* The exercise
Write out the data below in full. Keep it exact.
☆ ☆ ☆
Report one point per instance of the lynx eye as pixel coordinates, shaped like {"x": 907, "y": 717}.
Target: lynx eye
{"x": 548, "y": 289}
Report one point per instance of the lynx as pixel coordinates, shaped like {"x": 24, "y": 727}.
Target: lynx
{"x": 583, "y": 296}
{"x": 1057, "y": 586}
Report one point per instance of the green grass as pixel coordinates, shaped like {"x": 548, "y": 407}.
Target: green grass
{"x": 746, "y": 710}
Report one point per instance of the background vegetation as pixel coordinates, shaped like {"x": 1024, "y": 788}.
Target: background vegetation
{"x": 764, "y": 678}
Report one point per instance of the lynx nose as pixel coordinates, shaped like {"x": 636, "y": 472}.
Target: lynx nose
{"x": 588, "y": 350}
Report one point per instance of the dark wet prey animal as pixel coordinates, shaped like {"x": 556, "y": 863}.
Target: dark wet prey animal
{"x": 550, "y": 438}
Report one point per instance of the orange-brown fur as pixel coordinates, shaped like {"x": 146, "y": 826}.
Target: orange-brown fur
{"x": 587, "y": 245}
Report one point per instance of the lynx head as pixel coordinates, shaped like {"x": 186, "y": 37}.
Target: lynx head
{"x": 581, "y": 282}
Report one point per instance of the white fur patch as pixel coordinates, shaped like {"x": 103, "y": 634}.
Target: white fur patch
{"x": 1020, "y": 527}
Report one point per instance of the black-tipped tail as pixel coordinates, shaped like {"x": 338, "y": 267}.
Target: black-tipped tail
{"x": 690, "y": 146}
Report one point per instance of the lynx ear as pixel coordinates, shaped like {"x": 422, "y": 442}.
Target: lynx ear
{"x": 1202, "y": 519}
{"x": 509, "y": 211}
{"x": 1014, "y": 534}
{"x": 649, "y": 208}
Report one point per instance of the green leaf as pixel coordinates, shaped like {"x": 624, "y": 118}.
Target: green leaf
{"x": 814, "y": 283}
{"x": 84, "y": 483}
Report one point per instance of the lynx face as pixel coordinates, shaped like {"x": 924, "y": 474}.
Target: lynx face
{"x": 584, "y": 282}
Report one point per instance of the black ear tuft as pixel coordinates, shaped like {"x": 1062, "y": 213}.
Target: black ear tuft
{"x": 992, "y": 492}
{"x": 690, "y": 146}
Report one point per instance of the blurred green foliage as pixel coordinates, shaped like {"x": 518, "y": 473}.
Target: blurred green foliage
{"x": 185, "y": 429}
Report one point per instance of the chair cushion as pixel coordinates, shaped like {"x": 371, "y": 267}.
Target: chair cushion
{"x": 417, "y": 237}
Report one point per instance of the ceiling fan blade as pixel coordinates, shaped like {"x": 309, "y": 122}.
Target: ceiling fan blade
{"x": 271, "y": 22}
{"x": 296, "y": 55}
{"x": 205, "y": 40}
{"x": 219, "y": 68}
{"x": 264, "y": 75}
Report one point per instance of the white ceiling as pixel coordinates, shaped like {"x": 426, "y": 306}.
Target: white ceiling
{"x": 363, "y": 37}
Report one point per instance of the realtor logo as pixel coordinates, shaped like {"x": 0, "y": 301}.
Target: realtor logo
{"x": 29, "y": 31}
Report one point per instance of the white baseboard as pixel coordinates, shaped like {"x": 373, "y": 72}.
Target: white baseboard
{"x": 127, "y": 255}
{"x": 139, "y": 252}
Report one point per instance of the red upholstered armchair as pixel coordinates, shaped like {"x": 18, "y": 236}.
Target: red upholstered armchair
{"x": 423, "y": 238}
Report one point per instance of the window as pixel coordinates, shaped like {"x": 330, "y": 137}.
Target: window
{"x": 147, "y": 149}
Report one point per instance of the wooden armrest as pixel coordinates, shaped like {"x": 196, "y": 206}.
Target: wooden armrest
☆ ☆ ☆
* Answer below
Report one point per instance of the lynx eye as pixel coordinates, shaped like {"x": 907, "y": 717}.
Target: lynx eye
{"x": 548, "y": 289}
Report one point per instance of the lynx as pixel coordinates, shaped like {"x": 24, "y": 727}.
Target: lynx
{"x": 583, "y": 296}
{"x": 1057, "y": 586}
Report one point per instance of the green grass as pixel coordinates, shaped like {"x": 548, "y": 407}.
Target: green grass
{"x": 746, "y": 710}
Report one point per instance of the background vegetation as pixel coordinates, shaped like {"x": 1024, "y": 788}.
Target: background vegetation
{"x": 764, "y": 678}
Report one point per instance of the lynx nose as pixel coordinates, shaped like {"x": 636, "y": 472}.
Target: lynx nose
{"x": 588, "y": 350}
Report one point per instance of the dark wet prey animal as pixel coordinates, shaped like {"x": 556, "y": 863}.
Target: dark wet prey animal
{"x": 550, "y": 438}
Report one point per instance of the orange-brown fur as pixel coordinates, shaped like {"x": 146, "y": 826}.
Target: orange-brown fur
{"x": 587, "y": 245}
Report one point per instance of the lynx head as pixel coordinates, shaped like {"x": 186, "y": 37}.
Target: lynx head
{"x": 581, "y": 282}
Report one point per instance of the white fur patch as pixel coordinates, shaped like {"x": 103, "y": 634}.
Target: white fur patch
{"x": 1020, "y": 527}
Report one point per instance of the black-tipped tail as pixel coordinates, shaped like {"x": 338, "y": 267}.
Target: black-tipped tail
{"x": 690, "y": 146}
Report one point per instance of the lynx ear as pixel coordinates, shaped like {"x": 422, "y": 442}.
Target: lynx ear
{"x": 1202, "y": 519}
{"x": 509, "y": 211}
{"x": 1014, "y": 534}
{"x": 649, "y": 208}
Report one point per instance of the green leaf as pixel coordinates, shaped like {"x": 624, "y": 118}.
Target: green leaf
{"x": 814, "y": 283}
{"x": 84, "y": 483}
Report one point per instance of the lynx face as pixel coordinates, shaped like {"x": 924, "y": 474}.
Target: lynx face
{"x": 584, "y": 282}
Report one point per instance of the black ear tuft as pixel coordinates, shaped like {"x": 1062, "y": 213}.
Target: black ear tuft
{"x": 992, "y": 492}
{"x": 690, "y": 146}
Report one point per instance of the blurred green foliage as pixel coordinates, shaped like {"x": 518, "y": 473}.
Target: blurred green foliage
{"x": 185, "y": 429}
Report one point per instance of the chair cushion as pixel coordinates, shaped like {"x": 371, "y": 267}.
Target: chair cushion
{"x": 417, "y": 237}
Report one point per instance of the ceiling fan blade as pixel coordinates, shaped like {"x": 309, "y": 122}.
Target: ceiling fan blade
{"x": 271, "y": 22}
{"x": 296, "y": 55}
{"x": 205, "y": 40}
{"x": 219, "y": 68}
{"x": 264, "y": 75}
Report one point per instance of the white ceiling as pixel coordinates, shaped like {"x": 426, "y": 306}.
Target: white ceiling
{"x": 363, "y": 37}
Report one point per instance of the realtor logo as pixel coordinates, shaped like {"x": 0, "y": 301}.
Target: realtor logo
{"x": 29, "y": 31}
Report one point per instance of the white baseboard as pixel coordinates, shaped like {"x": 373, "y": 72}.
Target: white baseboard
{"x": 127, "y": 255}
{"x": 139, "y": 252}
Report one point per instance of the red upholstered armchair as pixel coordinates, shaped like {"x": 18, "y": 236}.
Target: red upholstered armchair
{"x": 423, "y": 238}
Report one point per instance of the window as pixel coordinates, shaped like {"x": 330, "y": 137}.
Target: window
{"x": 147, "y": 149}
Report one point per instance of the wooden armrest as pixel coordinates, shaped like {"x": 196, "y": 206}.
Target: wooden armrest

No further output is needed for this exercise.